**Text:**
US stock-index futures edged higher on Wednesday as chipmakers steadied before Nvidia’s results, a release set to test whether Wall Street’s AI trade still has room to run.
The move came after a bond-driven selloff pressured equities, with the 10-year Treasury yield easing from a 16-month high hit in the previous session.
Oil also slipped after President Donald Trump said the war with Iran would end “very quickly,” though supply risks remained.
Investors now face a packed session: Nvidia after the close, Fed minutes at 2 pm in Washington, and another read on whether rates are turning into a larger threat.
5 things to know before Wall Street opens
1. Futures rise as chip stocks rebound
US equity futures advanced modestly in early New York trading, helped by a rebound across semiconductor shares before Nvidia’s quarterly report.
S&P 500 futures rose 0.4%, while contracts on the tech-heavy Nasdaq 100 gained 0.8%, reversing earlier losses.
Dow Jones Industrial Average futures also turned higher, adding 75 points, or 0.2%.
Nvidia, widely viewed as the centre of the global AI trade, rose 1.6% in pre-market trading before results due after the closing bell. Marvell Technology gained 5%, Intel rose 4.9% and Micron advanced 3.9%. The iShares Semiconductor ETF added 2%.

**Dataset extract:**
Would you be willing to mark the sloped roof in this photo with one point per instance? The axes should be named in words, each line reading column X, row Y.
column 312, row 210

**Task to carry out:**
Using the market report, answer these:
(a) At what time are the Fed minutes due?
(b) How much did contracts on the Nasdaq 100 gain?
(c) How many points did Dow Jones Industrial Average futures add?
The material comes from a separate source, unrelated to the market report.

**Solution to this problem:**
(a) 2 pm in Washington
(b) 0.8%
(c) 75 points